* [Exercise task] Reproduce every item below word for word, keeping each line and its order unchanged.

* [Material for the task]
>> BEGIN
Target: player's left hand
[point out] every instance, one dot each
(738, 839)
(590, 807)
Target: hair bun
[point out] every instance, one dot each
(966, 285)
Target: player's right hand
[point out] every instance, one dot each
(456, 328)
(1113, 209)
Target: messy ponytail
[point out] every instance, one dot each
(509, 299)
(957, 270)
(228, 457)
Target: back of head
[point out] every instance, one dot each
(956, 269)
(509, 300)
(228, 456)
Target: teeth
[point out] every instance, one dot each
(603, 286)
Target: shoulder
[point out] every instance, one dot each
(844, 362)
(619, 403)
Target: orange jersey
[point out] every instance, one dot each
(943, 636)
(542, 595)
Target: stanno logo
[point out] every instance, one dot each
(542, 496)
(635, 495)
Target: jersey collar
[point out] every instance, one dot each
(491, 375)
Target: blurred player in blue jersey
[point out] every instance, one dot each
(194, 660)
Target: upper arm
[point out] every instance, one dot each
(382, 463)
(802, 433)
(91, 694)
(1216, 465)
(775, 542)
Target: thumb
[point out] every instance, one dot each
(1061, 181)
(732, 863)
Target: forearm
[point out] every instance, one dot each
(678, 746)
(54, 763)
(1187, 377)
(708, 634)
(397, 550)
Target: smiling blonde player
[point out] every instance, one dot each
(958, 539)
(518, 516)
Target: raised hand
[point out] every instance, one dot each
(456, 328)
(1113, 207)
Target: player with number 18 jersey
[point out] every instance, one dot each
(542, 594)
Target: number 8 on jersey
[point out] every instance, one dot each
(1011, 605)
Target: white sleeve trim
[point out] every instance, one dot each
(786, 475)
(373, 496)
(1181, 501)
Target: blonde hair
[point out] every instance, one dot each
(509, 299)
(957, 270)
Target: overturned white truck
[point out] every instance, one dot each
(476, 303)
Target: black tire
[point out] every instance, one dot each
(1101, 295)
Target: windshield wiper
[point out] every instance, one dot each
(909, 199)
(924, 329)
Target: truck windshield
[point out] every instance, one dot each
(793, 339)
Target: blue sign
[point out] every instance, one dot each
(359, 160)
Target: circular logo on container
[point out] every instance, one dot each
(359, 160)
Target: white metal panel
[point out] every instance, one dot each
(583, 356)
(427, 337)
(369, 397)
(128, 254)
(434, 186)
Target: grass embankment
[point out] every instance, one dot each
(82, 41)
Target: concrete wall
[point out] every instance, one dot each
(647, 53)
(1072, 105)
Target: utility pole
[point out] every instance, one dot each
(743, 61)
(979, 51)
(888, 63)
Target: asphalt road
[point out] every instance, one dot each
>> END
* [Answer to the exercise]
Target: player's left hand
[point out] every instance, one dot each
(738, 839)
(590, 807)
Target: hair bun
[point out] every instance, one dot each
(966, 285)
Target: player's right hand
[point out] every instance, one dot each
(456, 328)
(1113, 209)
Target: messy ponytail
[point out] every instance, one dot each
(509, 299)
(957, 270)
(228, 457)
Target: back of head
[point out] every instance, one dot each
(956, 269)
(509, 300)
(228, 456)
Target: teeth
[point out] every instance, one dot each
(603, 286)
Target: shoulder
[point out] every instance, one dot each
(844, 362)
(619, 403)
Target: orange jersey
[point out] every instance, one dot each
(943, 636)
(542, 595)
Target: stanno logo
[point out] every instance, one dot each
(542, 496)
(635, 495)
Target: jersey collar
[point out] every instance, one dot each
(491, 375)
Target: blurred player in blue jersey
[point out] every instance, one dot each
(194, 660)
Target: upper arm
[point out] every instance, one dot each
(382, 463)
(802, 433)
(91, 694)
(1216, 465)
(775, 542)
Target: thumb
[point out] every instance, one dot each
(1061, 181)
(732, 863)
Target: forearm
[point out] every instance, one dot each
(678, 746)
(54, 763)
(1187, 377)
(708, 634)
(397, 550)
Target: smiling blonde player
[point out] every instance, one dot each
(958, 539)
(518, 516)
Target: raised hand
[point out] every instance, one dot each
(456, 328)
(1113, 207)
Target: player with number 18 jersey
[point out] every instance, one dot each
(542, 594)
Target: number 8 on jersey
[point out] every instance, one dot each
(1011, 605)
Target: white sleeve trim
[point out] every instance, one dot each
(786, 475)
(373, 496)
(1181, 501)
Target: blonde hair
[point out] every instance, one dot each
(509, 299)
(957, 270)
Target: overturned white truck
[point out] every instance, one dot each
(476, 303)
Target: black tire
[point out] every instance, one dot each
(1101, 295)
Target: windshield wiper
[point out] every instance, one dot each
(909, 199)
(924, 329)
Target: truck windshield
[point out] every instance, one dot each
(793, 339)
Target: blue sign
[point out] every instance, one dot each
(359, 160)
Target: circular logo on container
[point out] every instance, one dot each
(359, 160)
Target: white metal panel
[point out] every instance, one dot each
(583, 356)
(427, 337)
(369, 397)
(128, 254)
(434, 186)
Target: grass embankment
[point out] every instance, one dot each
(82, 41)
Target: concrete wall
[point out] every instance, one dot each
(647, 53)
(1072, 105)
Target: utility pole
[point out] every instance, one dot each
(743, 61)
(979, 51)
(888, 63)
Target: asphalt road
[point out] every instance, one dot each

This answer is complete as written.